La escritura parece apurarse a tapar el hueco que, sin embargo, persevera, y es infinito, indestructible. Todo es arrastrado por la velocidad de lo que se va: “En los regresos /una herida de supernova se traga todo/dejándolo intacto”. El poeta resiste, a pesar de todo, débil y solo: “Y yo tiraba piedras y piedras al agua…/ ignorante/ feliz/ pobrecito”.
En medio de la nada, hay algunos botes salvavidas: los espejos de la abuela, el cañaveral, los ruidos de la infancia, los amigos, el monte: “porque el silencio lo regula /nada más /que el monte”. Y en la selva infernal, lo único que queda, impertérrito, es el viento: “Lo demás es asunto del viento, / único espíritu capaz /de perder los rastros /sin enloquecerse”.

Registros de puntos etiquetados —
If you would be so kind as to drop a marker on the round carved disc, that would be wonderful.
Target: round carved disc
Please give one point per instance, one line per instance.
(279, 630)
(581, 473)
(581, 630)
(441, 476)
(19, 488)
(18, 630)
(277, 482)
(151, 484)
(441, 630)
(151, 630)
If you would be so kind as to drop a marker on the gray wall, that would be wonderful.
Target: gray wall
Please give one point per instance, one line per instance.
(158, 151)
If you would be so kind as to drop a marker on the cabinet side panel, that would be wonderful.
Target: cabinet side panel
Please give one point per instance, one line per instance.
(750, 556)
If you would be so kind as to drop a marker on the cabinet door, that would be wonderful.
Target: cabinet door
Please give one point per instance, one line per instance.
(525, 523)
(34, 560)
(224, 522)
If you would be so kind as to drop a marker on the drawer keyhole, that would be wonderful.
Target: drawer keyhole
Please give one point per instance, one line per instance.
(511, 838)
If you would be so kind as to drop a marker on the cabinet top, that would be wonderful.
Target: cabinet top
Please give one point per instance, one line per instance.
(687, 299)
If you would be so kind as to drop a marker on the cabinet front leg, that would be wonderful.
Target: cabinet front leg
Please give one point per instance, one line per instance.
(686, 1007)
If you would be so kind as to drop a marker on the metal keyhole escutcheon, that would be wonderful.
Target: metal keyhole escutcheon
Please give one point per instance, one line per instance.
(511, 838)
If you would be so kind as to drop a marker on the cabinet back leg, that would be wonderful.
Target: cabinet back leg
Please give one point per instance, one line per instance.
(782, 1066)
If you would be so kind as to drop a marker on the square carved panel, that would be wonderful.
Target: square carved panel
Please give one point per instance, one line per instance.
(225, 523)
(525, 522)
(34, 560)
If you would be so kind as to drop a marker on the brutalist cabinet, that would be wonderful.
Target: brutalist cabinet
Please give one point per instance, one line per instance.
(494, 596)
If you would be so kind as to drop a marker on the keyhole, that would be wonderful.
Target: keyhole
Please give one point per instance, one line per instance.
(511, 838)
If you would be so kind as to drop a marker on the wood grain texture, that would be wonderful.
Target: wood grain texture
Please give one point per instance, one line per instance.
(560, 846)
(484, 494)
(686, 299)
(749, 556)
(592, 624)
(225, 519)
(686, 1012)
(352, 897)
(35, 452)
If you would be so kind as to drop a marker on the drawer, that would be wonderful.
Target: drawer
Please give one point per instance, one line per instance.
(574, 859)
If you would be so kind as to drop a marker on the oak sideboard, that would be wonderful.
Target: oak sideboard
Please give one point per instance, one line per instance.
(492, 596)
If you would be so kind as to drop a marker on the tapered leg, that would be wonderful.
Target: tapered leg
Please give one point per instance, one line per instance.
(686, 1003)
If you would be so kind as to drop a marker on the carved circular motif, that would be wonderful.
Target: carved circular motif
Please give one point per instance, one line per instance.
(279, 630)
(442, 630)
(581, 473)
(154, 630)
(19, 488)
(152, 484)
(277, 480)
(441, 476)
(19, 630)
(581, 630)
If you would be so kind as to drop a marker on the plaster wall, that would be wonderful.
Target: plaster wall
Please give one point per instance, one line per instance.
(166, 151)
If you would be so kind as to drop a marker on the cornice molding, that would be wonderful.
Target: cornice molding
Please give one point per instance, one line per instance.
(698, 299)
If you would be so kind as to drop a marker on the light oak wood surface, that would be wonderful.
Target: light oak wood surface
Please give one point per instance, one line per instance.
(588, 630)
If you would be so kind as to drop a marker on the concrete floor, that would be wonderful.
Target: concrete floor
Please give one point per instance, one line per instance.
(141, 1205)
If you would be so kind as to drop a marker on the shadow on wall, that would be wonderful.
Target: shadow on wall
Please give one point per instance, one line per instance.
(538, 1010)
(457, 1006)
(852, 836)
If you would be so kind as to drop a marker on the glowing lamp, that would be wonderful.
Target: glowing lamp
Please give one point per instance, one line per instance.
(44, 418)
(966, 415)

ENUNCIADO DEL EJERCICIO —
Continúe el comentario sobre los versos del poeta a partir de su última oración. Las entradas no son necesarias.

RESULTADO DEL EJERCICIO —
Uno de los apartados está dedicado a los vínculos poéticos y artísticos: el hermano músico, Inés Araoz, la esposa bailarina, el poeta Serrano Pérez, Gerardo Núñez. Son retratos que se refieren a otros y a sí mismo: los maestros que dicen cuando no ladran los perros o el silencio que se parece al llanto o los pies que danzan el vacío y la sangre muda que une en el latido de una música que es una tradición innombrable.
Como lo ha hecho desde los tiempos de Homero, cuando las lanzas quemaban los cuerpos y el valle quedaba desierto, la poesía nombra la intemperie: “En este sector/ deshabitado de mi barrio/ donde aún no llega/ el alumbrado público/ alguien prendió un fuego/ para quemar el cuerpo/ de un caballo”.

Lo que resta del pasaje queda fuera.